### Directions for this task
For the listing below, print exactly the lines from the line with "Trace the outline of every instance of the exposed" to the line with "Trace the outline of every instance of the bearded", both included, and nothing beyond them.

### Records for the task
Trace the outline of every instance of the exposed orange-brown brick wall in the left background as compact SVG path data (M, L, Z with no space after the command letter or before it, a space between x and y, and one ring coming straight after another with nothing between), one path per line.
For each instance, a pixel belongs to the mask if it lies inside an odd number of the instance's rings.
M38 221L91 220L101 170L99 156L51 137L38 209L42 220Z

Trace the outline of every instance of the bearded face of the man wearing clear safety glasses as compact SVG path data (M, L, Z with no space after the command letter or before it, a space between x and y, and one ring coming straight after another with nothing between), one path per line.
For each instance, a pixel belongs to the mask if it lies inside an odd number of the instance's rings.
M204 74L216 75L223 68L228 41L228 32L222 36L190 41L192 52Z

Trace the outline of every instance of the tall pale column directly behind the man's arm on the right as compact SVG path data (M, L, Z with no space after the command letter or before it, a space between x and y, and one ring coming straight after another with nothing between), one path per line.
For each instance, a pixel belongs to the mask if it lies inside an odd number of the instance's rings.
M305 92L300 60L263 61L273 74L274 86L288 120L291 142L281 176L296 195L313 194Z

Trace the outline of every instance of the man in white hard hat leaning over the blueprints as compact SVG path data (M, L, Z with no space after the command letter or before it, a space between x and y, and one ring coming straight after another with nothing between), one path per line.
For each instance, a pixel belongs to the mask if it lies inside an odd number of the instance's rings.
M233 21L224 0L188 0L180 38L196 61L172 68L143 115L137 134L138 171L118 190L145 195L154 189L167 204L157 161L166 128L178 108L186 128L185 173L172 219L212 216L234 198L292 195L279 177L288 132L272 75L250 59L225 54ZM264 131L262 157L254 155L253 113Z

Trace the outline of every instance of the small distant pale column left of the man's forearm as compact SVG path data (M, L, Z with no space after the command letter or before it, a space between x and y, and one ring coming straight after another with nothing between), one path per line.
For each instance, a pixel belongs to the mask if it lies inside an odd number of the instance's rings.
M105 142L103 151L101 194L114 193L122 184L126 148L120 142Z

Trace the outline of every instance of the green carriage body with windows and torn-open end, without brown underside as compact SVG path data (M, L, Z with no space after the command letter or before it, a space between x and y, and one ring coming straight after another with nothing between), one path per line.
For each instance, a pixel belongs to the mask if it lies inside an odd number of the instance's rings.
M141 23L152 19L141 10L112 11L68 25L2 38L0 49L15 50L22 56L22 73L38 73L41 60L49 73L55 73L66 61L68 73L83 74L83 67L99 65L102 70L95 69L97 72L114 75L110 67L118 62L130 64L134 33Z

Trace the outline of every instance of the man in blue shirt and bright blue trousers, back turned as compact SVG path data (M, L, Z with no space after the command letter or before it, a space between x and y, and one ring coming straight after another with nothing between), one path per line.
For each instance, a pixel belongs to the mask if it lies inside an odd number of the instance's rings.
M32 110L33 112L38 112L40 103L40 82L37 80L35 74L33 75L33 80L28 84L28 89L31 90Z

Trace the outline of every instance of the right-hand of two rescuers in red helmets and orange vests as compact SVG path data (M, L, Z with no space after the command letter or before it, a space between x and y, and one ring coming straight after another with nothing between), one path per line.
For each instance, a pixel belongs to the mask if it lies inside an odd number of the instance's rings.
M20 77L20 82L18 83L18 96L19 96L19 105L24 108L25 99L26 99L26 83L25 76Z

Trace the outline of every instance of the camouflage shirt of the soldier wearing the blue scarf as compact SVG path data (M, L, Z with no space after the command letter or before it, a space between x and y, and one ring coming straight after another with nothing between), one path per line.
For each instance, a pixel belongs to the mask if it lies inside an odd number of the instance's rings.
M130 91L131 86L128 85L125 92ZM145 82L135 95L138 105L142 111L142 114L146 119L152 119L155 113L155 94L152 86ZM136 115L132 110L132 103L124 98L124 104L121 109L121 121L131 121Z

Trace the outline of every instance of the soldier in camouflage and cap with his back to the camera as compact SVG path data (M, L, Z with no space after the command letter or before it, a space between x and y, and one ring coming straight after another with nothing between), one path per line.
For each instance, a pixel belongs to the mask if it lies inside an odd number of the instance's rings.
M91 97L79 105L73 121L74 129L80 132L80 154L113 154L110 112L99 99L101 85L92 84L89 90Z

* * *

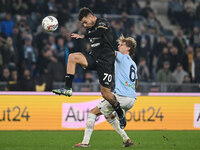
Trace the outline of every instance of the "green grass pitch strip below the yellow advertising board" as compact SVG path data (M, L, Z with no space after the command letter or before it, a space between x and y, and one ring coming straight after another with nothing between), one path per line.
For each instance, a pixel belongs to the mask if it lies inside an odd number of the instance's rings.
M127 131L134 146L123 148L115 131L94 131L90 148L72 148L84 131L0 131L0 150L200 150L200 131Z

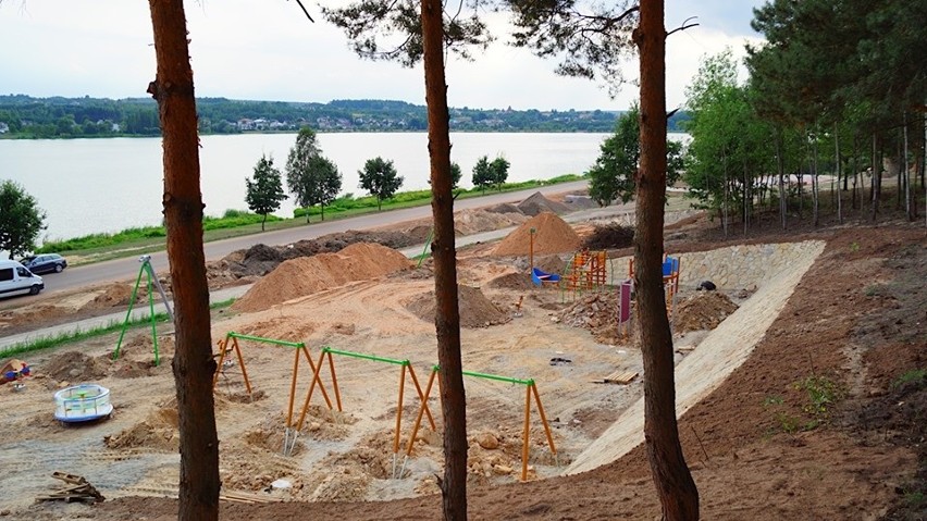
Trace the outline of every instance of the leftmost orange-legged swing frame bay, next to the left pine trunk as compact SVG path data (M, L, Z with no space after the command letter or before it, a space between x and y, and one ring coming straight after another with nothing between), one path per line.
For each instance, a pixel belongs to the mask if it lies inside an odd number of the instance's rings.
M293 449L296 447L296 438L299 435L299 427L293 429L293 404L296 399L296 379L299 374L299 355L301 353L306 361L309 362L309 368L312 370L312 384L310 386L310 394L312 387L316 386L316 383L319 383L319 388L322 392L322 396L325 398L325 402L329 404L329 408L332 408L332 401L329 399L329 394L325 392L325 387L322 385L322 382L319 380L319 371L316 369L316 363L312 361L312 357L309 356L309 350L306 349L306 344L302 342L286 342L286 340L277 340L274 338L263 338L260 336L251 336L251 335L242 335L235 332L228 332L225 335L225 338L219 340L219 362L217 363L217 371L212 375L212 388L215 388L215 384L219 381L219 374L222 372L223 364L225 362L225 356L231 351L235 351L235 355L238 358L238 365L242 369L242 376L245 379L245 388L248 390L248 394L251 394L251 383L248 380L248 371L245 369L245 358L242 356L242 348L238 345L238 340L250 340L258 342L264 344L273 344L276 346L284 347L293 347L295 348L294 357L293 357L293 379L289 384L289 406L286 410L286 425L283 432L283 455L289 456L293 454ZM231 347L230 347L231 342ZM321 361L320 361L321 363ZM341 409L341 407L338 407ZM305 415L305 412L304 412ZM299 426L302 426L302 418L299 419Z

==

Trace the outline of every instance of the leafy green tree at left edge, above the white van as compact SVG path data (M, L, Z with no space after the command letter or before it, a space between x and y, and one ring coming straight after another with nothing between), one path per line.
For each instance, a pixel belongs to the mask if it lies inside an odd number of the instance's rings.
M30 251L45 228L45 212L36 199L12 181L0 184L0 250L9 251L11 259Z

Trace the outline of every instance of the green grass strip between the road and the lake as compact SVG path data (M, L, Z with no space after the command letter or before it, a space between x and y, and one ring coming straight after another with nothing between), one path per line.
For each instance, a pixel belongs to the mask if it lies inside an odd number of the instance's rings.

### Response to the exercise
Trace the outline of every instance of the exposed orange-brown brick wall in the left background as compact SVG path data (M, L, Z with no space after the command letter or before it, a space between x and y, and one ring coming straight after another with nothing between), one path per line.
For each instance, a pixel belongs to the mask if it lies inside an odd number of the instance's rings.
M38 221L91 220L101 170L99 156L51 137L38 209L42 220Z

Trace the outline of every instance of the bearded face of the man wearing clear safety glasses as compact SVG path data (M, L, Z with no space after the command letter or before it, a space between x and y, and one ring coming straight after another with nothing between), one path per line.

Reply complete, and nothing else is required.